▸ WHAT THE EXERCISE ASKS:
Transcribe each line of the material with no alterations.

▸ DATA:

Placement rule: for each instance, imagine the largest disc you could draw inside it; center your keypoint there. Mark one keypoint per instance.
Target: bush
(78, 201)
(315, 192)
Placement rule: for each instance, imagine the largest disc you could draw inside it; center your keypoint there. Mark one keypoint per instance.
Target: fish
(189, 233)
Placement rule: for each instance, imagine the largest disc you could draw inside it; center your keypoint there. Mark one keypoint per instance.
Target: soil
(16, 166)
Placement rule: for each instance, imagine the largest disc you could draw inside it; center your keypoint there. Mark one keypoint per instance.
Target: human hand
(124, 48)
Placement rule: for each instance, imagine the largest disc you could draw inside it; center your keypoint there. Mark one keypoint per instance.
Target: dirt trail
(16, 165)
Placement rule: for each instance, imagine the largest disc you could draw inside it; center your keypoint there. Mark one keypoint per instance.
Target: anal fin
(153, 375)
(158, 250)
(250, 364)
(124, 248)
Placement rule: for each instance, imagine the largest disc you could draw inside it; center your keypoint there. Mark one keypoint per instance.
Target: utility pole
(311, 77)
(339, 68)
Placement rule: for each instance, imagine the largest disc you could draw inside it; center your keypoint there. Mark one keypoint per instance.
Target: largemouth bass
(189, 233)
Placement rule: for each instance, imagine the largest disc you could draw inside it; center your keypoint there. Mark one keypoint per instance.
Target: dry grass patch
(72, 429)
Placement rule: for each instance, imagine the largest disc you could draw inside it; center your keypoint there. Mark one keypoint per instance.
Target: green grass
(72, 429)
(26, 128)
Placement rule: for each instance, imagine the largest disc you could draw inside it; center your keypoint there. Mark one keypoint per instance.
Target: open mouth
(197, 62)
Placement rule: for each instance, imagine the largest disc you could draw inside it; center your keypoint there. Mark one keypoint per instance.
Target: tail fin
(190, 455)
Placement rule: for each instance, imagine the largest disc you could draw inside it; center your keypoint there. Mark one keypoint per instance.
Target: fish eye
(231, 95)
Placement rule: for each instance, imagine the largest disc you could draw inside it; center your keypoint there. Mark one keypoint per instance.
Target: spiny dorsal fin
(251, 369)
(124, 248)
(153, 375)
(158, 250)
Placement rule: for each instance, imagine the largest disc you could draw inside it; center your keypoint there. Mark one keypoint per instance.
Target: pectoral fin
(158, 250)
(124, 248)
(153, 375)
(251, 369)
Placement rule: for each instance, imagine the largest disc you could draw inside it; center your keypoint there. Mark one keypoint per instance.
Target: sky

▸ ANSWER TO THIS EXERCISE:
Placement rule: for each instance, imagine the largest disc you could draw inside it; center your keypoint there. Mark one keypoint per instance.
Target: bush
(78, 201)
(315, 192)
Placement rule: for each instance, imagine the largest disc you could draw inside it; center your keypoint there. Mark one keypoint per instance.
Target: fish
(189, 233)
Placement rule: for each instance, imagine the largest disc you could draw inside it; center your keypoint there. Mark one keypoint per instance.
Target: soil
(16, 166)
Placement rule: for each instance, imagine the largest disc you could draw inside it; center your keypoint there. Mark one keypoint per instance.
Target: human hand
(124, 48)
Placement rule: for each instance, imagine the largest disc you could draw inside it; center your keypoint there. Mark one keypoint per instance.
Target: dirt trail
(16, 165)
Placement rule: for each instance, imagine the largest disc you could draw inside it; center your keypoint there. Mark one keypoint per instance.
Target: anal fin
(153, 375)
(158, 250)
(250, 364)
(124, 248)
Placement rule: for each instance, imagine the largest disc you could draw inside it; center your keypoint there. Mark one keypoint per instance.
Target: utility pole
(311, 77)
(339, 68)
Placement rule: for each instance, imagine the largest disc you could draw inside it; center your keypoint there. Mark one keypoint per instance.
Target: largemouth bass
(189, 233)
Placement rule: for each instance, imagine the largest disc you could draw inside it; center your keypoint there. Mark one keypoint per instance.
Target: dry grass patch
(72, 429)
Placement rule: for each instance, imagine the largest disc you could draw inside it; center your keypoint there. Mark one keypoint per instance.
Target: green grass
(72, 429)
(26, 128)
Placement rule: for each instance, imagine the largest disc you could draw inside it; center your keypoint there. Mark one keypoint per instance.
Target: open mouth
(197, 62)
Placement rule: for each instance, imagine the largest disc you could draw inside it; center your keypoint there. Mark one keypoint per instance.
Target: tail fin
(190, 455)
Placement rule: for each instance, imagine the largest disc you could draw inside it; center your keypoint there. Mark one keypoint per instance.
Target: fish eye
(231, 95)
Placement rule: for each instance, imagine the largest disc you could draw inside it; center your keypoint there. Mark one keypoint per instance.
Target: spiny dorsal fin
(251, 369)
(124, 248)
(153, 375)
(158, 250)
Placement rule: for each instance, imagine the largest disc you could draw inside it; center your keypoint there. Mark one keypoint per instance.
Target: pectoral fin
(158, 250)
(124, 248)
(153, 375)
(251, 369)
Placement rule: for each instance, imagine the largest disc you could draw inside it; center your keypoint there. Mark one keypoint per instance.
Target: sky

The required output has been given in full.